* _Quoted text_
╔══

Phase function observations and models for Bennu. Over-plotted are the model fits to the new data: a Lommel-Seeliger model and a revised H,G12 model. The ground-based measurements are published in18. We originally converted the ground-based measurements to the v-band magnitude scale, plotted with 1-sigma photometric error bars. The 1-sigma photometric error bars for OCAMS data are less than or equal to the size of the data points. Inset, upper right: The OSIRIS-REx measurements at low phase angles (0 to 12 degrees). We plot this subset of the data to illustrate the small opposition effect present for asteroid Bennu. The small opposition effect is consistent with what we would expect for low-albedo, carbonaceous bodies. The red line is the linear fit to observations made at less than 7.5 degrees phase angle. The blue line is the linear fit to all OSIRIS-REx data points at greater than 7.5 degrees phase angle. Source data are provided in Supplementary Tables 2 and 3

The disk-integrated Lommel-Seeliger model yields a geometric albedo of 0.044 ± 0.002 and Bond albedo of 0.0170. The H,G12 model found an Hv of 20.41 ± 0.02. This compares well with the best pre-encounter Hv value of \(20.56\frac{{ + 0.05}}{{ - 0.15}}\)18. The ground-based photometry did not include observations at phase angles less than 15 degrees phase angle but did extend up to 100 degrees phase angle. The good agreement between the ground-based and OSIRIS-REx photometric results highlights the importance of supporting ground-based asteroid observations at multiple observing geometries.

Comparing the magnitude derived from the linear fit (i.e. excluding the opposition effect) with the absolute magnitude from the revised H,G12 model, we found a magnitude increase (Δm) of 0.20 mag that could be related to the opposition effect (Fig. 3, inset). The parameters of Bennu’s opposition effect are consistent with the values reported in the literature for about 40% of low-albedo asteroids with average opposition effect amplitudes of 0.16 ± 0.05 mag and starting phase angles of 6 to 7 degrees32,33.

Rotation state

We had extensive knowledge of the rotation state of Bennu from our pre-encounter astronomical campaign3,17,18 when lightcurve observations yielded a synodic rotation period of 4.2905 ± 0.0065 h18. The observed low amplitude and trimodal (three maxima and three minima) lightcurve was consistent with the rotation of a nearly spherical body observed at high phase angles. We used the best-fit shape and pole position for Bennu from a combination of radar images and lightcurve data17. The sidereal rotation period determined from the lightcurve and radar data was 4.29746 ± 0.002 h. Bennu’s obliquity was determined to be 178 ± 4 degrees with the rotation pole at (87, –65) ± 4 degrees (J2000 equatorial coordinates)17. From ground-based and Hubble Space Telescope observations in 1999, 2005, and 2012, an increase was detected in the rotation rate of Bennu of 2.64 ± 1.05 × 10–6 degrees day–2, possibly due to YORP thermal torques34.

╚══

* _Challenge A_
Render this sentence from the Bennu text in Spanish: "The small opposition effect is consistent with what we would expect for low-albedo, carbonaceous bodies."

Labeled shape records
╔══

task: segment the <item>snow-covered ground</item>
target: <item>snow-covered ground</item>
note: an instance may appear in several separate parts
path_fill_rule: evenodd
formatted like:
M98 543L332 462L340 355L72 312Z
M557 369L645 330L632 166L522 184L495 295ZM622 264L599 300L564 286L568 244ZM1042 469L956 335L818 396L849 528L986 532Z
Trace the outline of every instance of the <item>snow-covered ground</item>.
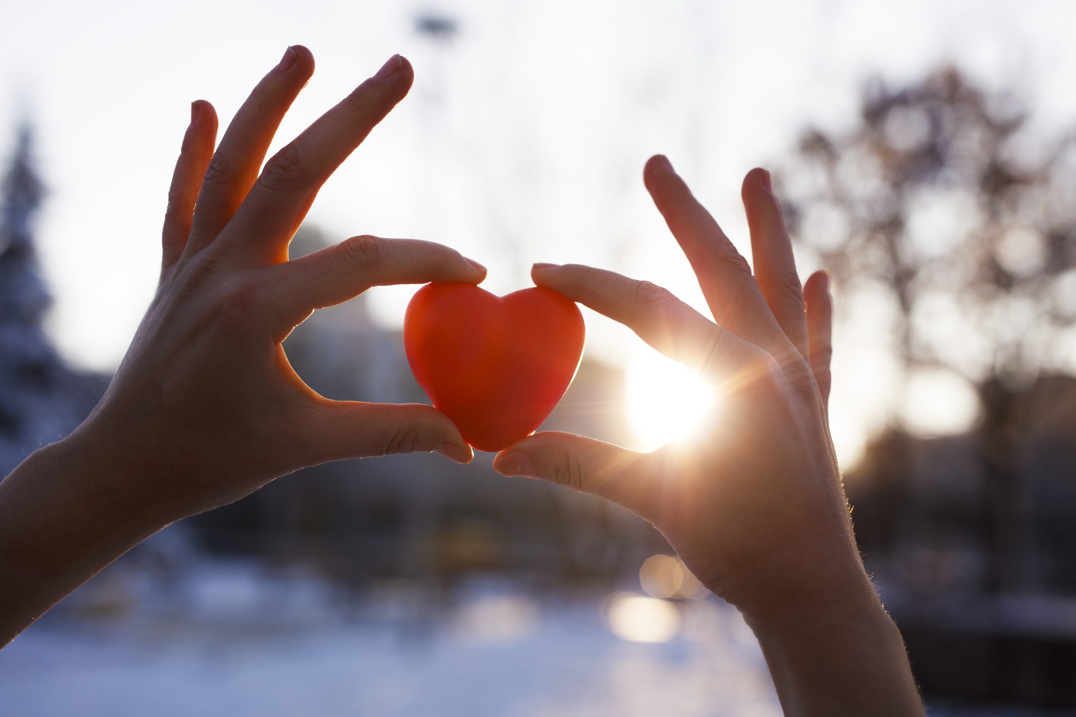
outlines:
M0 714L780 714L758 644L713 598L485 582L436 601L398 583L343 601L310 576L201 560L165 583L105 571L80 592L0 653Z

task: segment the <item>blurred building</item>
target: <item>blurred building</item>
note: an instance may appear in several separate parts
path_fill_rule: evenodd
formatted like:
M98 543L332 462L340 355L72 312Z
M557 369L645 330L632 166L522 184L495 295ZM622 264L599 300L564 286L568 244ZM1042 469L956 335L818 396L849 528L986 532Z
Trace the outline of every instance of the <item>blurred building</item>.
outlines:
M1016 391L1031 587L991 589L991 432L892 431L847 478L855 532L928 691L1076 706L1076 378ZM907 471L907 472L905 472Z

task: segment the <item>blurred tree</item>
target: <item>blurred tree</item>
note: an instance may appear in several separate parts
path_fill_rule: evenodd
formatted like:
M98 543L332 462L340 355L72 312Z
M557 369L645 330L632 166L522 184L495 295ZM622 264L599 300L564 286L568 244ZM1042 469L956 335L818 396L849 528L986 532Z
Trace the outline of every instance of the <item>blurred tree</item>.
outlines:
M1076 142L1047 137L1014 95L944 69L904 88L869 83L854 126L807 130L781 173L793 231L841 303L890 321L904 386L944 369L975 387L995 590L1036 583L1016 396L1074 365Z
M105 384L69 370L42 328L51 299L38 267L33 219L44 187L30 147L24 126L0 207L0 476L77 426Z

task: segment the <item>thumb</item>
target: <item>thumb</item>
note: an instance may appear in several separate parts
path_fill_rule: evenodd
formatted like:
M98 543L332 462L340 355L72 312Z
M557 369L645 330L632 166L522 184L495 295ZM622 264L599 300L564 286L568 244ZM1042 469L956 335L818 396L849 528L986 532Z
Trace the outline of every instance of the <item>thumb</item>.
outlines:
M575 433L546 431L527 436L493 460L501 475L524 475L610 500L639 515L655 497L651 456Z
M421 403L326 401L310 441L324 461L436 451L457 463L475 454L452 419Z

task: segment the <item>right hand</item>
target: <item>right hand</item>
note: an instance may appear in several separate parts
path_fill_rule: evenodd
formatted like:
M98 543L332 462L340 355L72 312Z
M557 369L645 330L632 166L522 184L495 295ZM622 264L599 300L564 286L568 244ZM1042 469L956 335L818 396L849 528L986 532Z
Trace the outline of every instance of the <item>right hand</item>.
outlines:
M651 159L645 178L714 320L661 287L609 271L538 264L534 279L697 371L713 386L717 408L696 438L652 454L544 432L505 449L494 468L637 513L710 590L748 615L810 610L848 592L876 601L826 421L829 277L819 272L801 288L763 170L748 174L742 192L755 275L668 160Z
M313 311L371 286L485 275L449 247L374 236L288 261L322 184L413 80L408 61L392 57L263 168L313 70L310 51L289 47L215 148L213 107L195 103L169 191L157 293L101 403L62 442L101 469L100 492L157 524L325 461L429 450L472 458L435 408L323 398L284 355L281 342Z

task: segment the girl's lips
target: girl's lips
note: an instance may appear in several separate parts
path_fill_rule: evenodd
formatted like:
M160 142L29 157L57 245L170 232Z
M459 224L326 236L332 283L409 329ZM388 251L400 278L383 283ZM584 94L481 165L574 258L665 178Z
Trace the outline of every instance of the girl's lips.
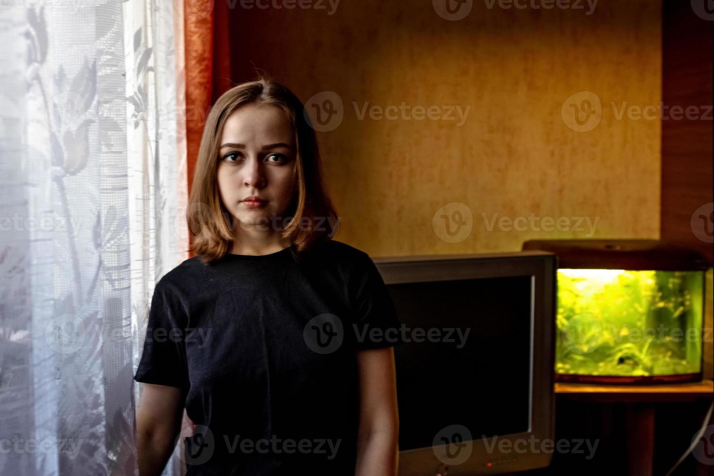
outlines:
M241 203L243 203L246 206L249 208L260 208L268 204L266 201L255 201L255 200L245 200Z

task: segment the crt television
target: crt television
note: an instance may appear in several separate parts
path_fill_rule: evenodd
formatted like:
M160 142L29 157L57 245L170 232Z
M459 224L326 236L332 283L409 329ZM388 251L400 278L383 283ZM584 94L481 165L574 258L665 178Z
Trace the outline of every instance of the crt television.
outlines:
M401 324L394 348L399 474L548 466L555 255L375 258Z

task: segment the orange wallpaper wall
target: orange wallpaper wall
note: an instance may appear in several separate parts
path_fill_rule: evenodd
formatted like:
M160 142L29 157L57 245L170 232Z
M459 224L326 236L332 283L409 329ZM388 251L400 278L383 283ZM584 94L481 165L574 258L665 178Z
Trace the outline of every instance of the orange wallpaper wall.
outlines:
M600 0L590 14L576 3L584 9L473 1L448 21L438 1L236 2L233 76L257 67L303 101L336 93L341 122L318 133L336 238L373 256L657 238L660 2ZM583 91L594 96L568 100ZM327 94L313 102L328 106ZM371 118L373 106L397 118Z

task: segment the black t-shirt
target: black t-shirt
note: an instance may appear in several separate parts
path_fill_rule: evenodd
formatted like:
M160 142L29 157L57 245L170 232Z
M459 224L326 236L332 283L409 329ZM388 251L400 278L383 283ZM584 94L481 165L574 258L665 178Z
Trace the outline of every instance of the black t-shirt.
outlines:
M134 379L183 391L189 476L351 475L356 353L398 343L398 327L373 262L346 243L194 257L156 285Z

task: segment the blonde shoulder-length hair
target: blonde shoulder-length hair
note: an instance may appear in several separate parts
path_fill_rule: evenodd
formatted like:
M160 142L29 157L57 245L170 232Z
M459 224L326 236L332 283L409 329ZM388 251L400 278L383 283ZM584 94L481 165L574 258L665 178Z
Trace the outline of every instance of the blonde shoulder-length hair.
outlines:
M338 221L322 176L317 138L306 116L304 106L288 88L265 76L243 83L223 93L206 118L188 198L186 220L191 236L189 250L209 263L228 252L236 220L221 201L217 171L223 126L228 117L248 104L281 108L290 121L296 145L297 186L284 213L292 217L281 228L283 238L300 252L317 242L331 239Z

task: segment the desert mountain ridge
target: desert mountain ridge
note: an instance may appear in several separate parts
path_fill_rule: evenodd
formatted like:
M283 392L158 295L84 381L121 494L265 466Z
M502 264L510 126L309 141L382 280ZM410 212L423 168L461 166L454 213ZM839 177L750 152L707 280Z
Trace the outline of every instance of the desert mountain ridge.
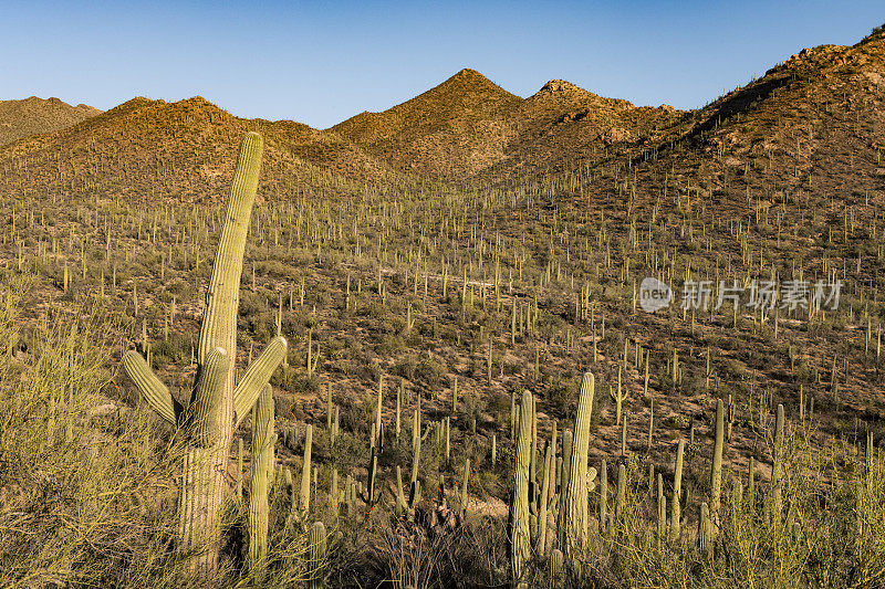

╚══

* _Challenge B_
Output the stretch of the rows from the line that contains "task: segment the girl's lips" through the line that contains "M600 0L590 14L576" as a numbered list, skipping blank lines and leaving the pictures out.

* _Exercise output A_
El pequeño efecto de oposición es coherente con lo que esperaríamos para cuerpos carbonáceos de bajo albedo.

* _Exercise output B_
1. task: segment the girl's lips
2. target: girl's lips
3. note: an instance may appear in several separate parts
4. path_fill_rule: evenodd
5. formatted like:
6. M160 142L29 157L57 245L170 232Z
7. M459 224L326 236L332 283L409 329ZM388 251L400 278L383 283ZM584 94L481 165L574 258L665 178Z
8. Trace the outline of every instance of the girl's lips.
9. outlines:
10. M241 203L243 203L246 206L249 208L260 208L268 204L266 201L255 201L255 200L245 200Z
11. task: segment the crt television
12. target: crt television
13. note: an instance may appear in several separate parts
14. path_fill_rule: evenodd
15. formatted like:
16. M160 142L29 157L57 245L170 232Z
17. M459 224L326 236L332 283L409 329ZM388 251L400 278L383 283ZM584 94L481 165L574 258L665 178Z
18. Trace the outline of every instance of the crt television.
19. outlines:
20. M401 324L394 348L399 474L548 466L555 255L375 258Z
21. task: segment the orange wallpaper wall
22. target: orange wallpaper wall
23. note: an instance may appear in several separate parts
24. path_fill_rule: evenodd
25. formatted like:
26. M160 142L29 157L57 245L170 232Z
27. M459 224L326 236L332 283L409 329ZM388 251L400 278L383 283ZM584 94L481 165L574 258L665 178Z
28. Trace the outline of every instance of the orange wallpaper wall.
29. outlines:
30. M600 0L590 14L576 3L584 9L473 1L448 21L438 1L236 2L233 76L257 67L303 101L336 93L341 122L318 133L336 238L373 256L657 238L660 2ZM583 91L594 96L568 100ZM327 94L313 102L328 106ZM371 118L373 106L397 118Z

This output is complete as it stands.